**SHORT PROBLEM**
Write out, word for word, the stretch of the passage on China and the Western media from "Ever larger number" through "capitalism and imperialism.".

China says it is a secular country with freedom to believe or not to believe. That, facing extremism and terrorism, it took measures – administrative, educational, economic and social – to combat them but does not discriminate, much less perpetrate violence, against Uighurs per se. Re-education campaigns, secular education, vocational training and more jobs would be a good start to fight fundamentalism and extremism afflicting many in quite a few countries.

Ever larger number of people understand that western mass media lies – especially about those whom it has deemed its ‘enemies. Yet, the power of the western mass media – its relentless, Goebbels like repetition of the big lie – is such that even left circles spend great amounts of time debating and fighting over this ‘persecution’ – even agreeing with it – at the cost of discussing and agreeing on how best to unite to fight capitalism and imperialism.

This also distracts from talking about the crimes of imperialism against Muslim peoples – from Afghanistan to Iraq, Libya to Syria, Palestine to Yemen, Iran to Lebanon – and others too like Cuba, Venezuela, Bolivia and Haiti, for instance, or about support of extremists like the ‘mujahideen’ of Afghanistan, DAESH in Syria– or the East Turkistan Islamic Movement in Xinjiang.

The focus on the ‘crimes’ of China also helps imperialism from distracting attention from the remarkable achievements of that country – and the criminal misrule of its own capitalist governments. Creating ‘enemies’ is a sure-fire way to win ever-larger budgets by the military-industrial complex. The left has usually been against hostile and tense international relations, against wars, cold and hot, against militarism and military expenditures. One hopes that it will see through imperialism’s game against China and take its rightful place in the peace movement.”

**DATA ROWS**
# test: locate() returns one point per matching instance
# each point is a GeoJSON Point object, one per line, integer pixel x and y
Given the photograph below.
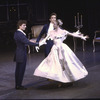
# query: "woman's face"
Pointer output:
{"type": "Point", "coordinates": [53, 18]}
{"type": "Point", "coordinates": [55, 25]}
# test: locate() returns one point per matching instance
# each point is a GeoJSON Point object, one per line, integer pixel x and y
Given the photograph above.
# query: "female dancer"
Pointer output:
{"type": "Point", "coordinates": [61, 64]}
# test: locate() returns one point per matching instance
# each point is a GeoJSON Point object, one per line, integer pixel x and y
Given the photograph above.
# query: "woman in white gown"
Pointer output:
{"type": "Point", "coordinates": [61, 64]}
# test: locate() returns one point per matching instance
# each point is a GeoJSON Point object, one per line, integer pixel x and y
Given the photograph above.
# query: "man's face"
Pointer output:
{"type": "Point", "coordinates": [22, 27]}
{"type": "Point", "coordinates": [53, 19]}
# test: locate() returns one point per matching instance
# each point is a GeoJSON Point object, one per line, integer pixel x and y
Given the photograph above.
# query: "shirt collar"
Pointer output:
{"type": "Point", "coordinates": [21, 31]}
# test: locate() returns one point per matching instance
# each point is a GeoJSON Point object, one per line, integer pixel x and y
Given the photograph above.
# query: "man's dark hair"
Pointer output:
{"type": "Point", "coordinates": [20, 22]}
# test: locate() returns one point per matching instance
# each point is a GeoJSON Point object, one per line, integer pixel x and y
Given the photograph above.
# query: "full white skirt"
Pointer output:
{"type": "Point", "coordinates": [61, 65]}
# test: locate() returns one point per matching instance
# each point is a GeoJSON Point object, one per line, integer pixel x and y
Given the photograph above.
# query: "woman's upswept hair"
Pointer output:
{"type": "Point", "coordinates": [59, 22]}
{"type": "Point", "coordinates": [20, 22]}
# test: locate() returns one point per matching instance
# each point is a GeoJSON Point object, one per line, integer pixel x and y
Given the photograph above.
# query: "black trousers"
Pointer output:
{"type": "Point", "coordinates": [19, 72]}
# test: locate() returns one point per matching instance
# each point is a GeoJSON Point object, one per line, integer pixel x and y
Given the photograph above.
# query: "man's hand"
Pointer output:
{"type": "Point", "coordinates": [37, 48]}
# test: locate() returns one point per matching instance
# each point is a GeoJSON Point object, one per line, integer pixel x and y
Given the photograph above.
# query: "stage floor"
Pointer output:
{"type": "Point", "coordinates": [41, 88]}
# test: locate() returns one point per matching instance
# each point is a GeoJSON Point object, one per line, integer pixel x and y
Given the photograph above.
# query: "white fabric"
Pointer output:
{"type": "Point", "coordinates": [50, 27]}
{"type": "Point", "coordinates": [61, 64]}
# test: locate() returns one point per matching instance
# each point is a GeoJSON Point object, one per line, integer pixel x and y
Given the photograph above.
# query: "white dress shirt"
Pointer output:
{"type": "Point", "coordinates": [50, 27]}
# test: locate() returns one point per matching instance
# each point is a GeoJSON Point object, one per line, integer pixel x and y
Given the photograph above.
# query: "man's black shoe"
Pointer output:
{"type": "Point", "coordinates": [20, 88]}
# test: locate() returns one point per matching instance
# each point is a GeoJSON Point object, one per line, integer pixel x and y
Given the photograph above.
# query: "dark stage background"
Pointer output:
{"type": "Point", "coordinates": [38, 11]}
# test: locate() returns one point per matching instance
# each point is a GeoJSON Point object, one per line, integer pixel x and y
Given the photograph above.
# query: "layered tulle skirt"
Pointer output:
{"type": "Point", "coordinates": [61, 65]}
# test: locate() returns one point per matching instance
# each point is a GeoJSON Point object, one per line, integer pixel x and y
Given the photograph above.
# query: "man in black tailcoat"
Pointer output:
{"type": "Point", "coordinates": [21, 53]}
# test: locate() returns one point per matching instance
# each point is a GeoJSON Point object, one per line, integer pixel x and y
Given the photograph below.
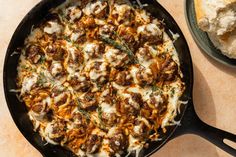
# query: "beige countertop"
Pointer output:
{"type": "Point", "coordinates": [214, 91]}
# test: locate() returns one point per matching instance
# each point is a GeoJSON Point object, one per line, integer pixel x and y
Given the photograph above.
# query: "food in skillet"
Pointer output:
{"type": "Point", "coordinates": [101, 78]}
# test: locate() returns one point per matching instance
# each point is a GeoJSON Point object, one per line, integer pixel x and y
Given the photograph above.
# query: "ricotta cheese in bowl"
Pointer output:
{"type": "Point", "coordinates": [218, 19]}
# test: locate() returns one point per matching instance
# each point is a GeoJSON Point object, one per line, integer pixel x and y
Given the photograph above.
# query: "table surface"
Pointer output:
{"type": "Point", "coordinates": [214, 91]}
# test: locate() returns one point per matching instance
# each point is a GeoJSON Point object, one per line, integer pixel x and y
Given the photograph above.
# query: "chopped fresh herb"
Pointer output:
{"type": "Point", "coordinates": [67, 38]}
{"type": "Point", "coordinates": [120, 47]}
{"type": "Point", "coordinates": [155, 88]}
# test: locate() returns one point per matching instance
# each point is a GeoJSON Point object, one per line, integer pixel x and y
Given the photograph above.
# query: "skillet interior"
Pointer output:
{"type": "Point", "coordinates": [18, 109]}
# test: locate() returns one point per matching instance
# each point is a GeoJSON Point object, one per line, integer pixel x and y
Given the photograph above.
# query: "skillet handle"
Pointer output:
{"type": "Point", "coordinates": [192, 124]}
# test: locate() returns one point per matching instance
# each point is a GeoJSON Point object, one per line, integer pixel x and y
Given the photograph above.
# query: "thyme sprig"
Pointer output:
{"type": "Point", "coordinates": [102, 124]}
{"type": "Point", "coordinates": [120, 47]}
{"type": "Point", "coordinates": [83, 112]}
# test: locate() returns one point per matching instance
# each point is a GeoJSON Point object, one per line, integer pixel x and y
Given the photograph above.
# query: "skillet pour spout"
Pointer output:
{"type": "Point", "coordinates": [190, 123]}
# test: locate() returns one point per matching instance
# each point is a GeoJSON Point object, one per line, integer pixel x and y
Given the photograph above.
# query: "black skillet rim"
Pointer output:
{"type": "Point", "coordinates": [6, 88]}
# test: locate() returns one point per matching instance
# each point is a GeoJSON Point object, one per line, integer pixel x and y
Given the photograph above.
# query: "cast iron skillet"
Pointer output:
{"type": "Point", "coordinates": [190, 123]}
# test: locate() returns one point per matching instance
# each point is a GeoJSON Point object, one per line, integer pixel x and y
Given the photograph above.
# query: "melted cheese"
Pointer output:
{"type": "Point", "coordinates": [97, 66]}
{"type": "Point", "coordinates": [53, 28]}
{"type": "Point", "coordinates": [94, 8]}
{"type": "Point", "coordinates": [28, 83]}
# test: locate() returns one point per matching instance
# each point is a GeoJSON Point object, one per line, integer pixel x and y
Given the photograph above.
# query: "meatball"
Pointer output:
{"type": "Point", "coordinates": [55, 52]}
{"type": "Point", "coordinates": [76, 57]}
{"type": "Point", "coordinates": [94, 49]}
{"type": "Point", "coordinates": [108, 95]}
{"type": "Point", "coordinates": [88, 22]}
{"type": "Point", "coordinates": [140, 129]}
{"type": "Point", "coordinates": [40, 107]}
{"type": "Point", "coordinates": [169, 69]}
{"type": "Point", "coordinates": [80, 83]}
{"type": "Point", "coordinates": [145, 76]}
{"type": "Point", "coordinates": [130, 103]}
{"type": "Point", "coordinates": [56, 69]}
{"type": "Point", "coordinates": [143, 54]}
{"type": "Point", "coordinates": [118, 141]}
{"type": "Point", "coordinates": [116, 58]}
{"type": "Point", "coordinates": [107, 113]}
{"type": "Point", "coordinates": [89, 101]}
{"type": "Point", "coordinates": [34, 54]}
{"type": "Point", "coordinates": [73, 13]}
{"type": "Point", "coordinates": [150, 33]}
{"type": "Point", "coordinates": [55, 130]}
{"type": "Point", "coordinates": [53, 27]}
{"type": "Point", "coordinates": [123, 14]}
{"type": "Point", "coordinates": [92, 144]}
{"type": "Point", "coordinates": [128, 35]}
{"type": "Point", "coordinates": [124, 78]}
{"type": "Point", "coordinates": [142, 17]}
{"type": "Point", "coordinates": [98, 9]}
{"type": "Point", "coordinates": [98, 72]}
{"type": "Point", "coordinates": [107, 31]}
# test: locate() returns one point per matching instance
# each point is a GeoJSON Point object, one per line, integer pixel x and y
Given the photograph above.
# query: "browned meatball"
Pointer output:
{"type": "Point", "coordinates": [131, 104]}
{"type": "Point", "coordinates": [55, 52]}
{"type": "Point", "coordinates": [99, 72]}
{"type": "Point", "coordinates": [108, 95]}
{"type": "Point", "coordinates": [80, 83]}
{"type": "Point", "coordinates": [140, 130]}
{"type": "Point", "coordinates": [56, 130]}
{"type": "Point", "coordinates": [107, 31]}
{"type": "Point", "coordinates": [97, 9]}
{"type": "Point", "coordinates": [118, 141]}
{"type": "Point", "coordinates": [122, 14]}
{"type": "Point", "coordinates": [92, 144]}
{"type": "Point", "coordinates": [88, 22]}
{"type": "Point", "coordinates": [150, 33]}
{"type": "Point", "coordinates": [169, 69]}
{"type": "Point", "coordinates": [124, 78]}
{"type": "Point", "coordinates": [127, 34]}
{"type": "Point", "coordinates": [145, 76]}
{"type": "Point", "coordinates": [143, 54]}
{"type": "Point", "coordinates": [116, 58]}
{"type": "Point", "coordinates": [89, 101]}
{"type": "Point", "coordinates": [94, 49]}
{"type": "Point", "coordinates": [34, 54]}
{"type": "Point", "coordinates": [56, 69]}
{"type": "Point", "coordinates": [76, 57]}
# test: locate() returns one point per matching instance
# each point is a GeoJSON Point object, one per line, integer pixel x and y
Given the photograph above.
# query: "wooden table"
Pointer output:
{"type": "Point", "coordinates": [214, 91]}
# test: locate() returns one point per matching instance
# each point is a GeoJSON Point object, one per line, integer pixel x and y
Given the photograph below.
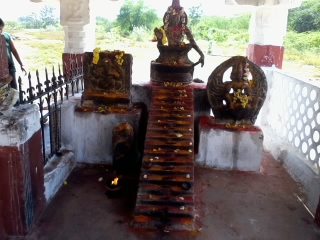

**IN RESPONSE**
Ever larger number of people understand that western mass media lies – especially about those whom it has deemed its ‘enemies. Yet, the power of the western mass media – its relentless, Goebbels like repetition of the big lie – is such that even left circles spend great amounts of time debating and fighting over this ‘persecution’ – even agreeing with it – at the cost of discussing and agreeing on how best to unite to fight capitalism and imperialism.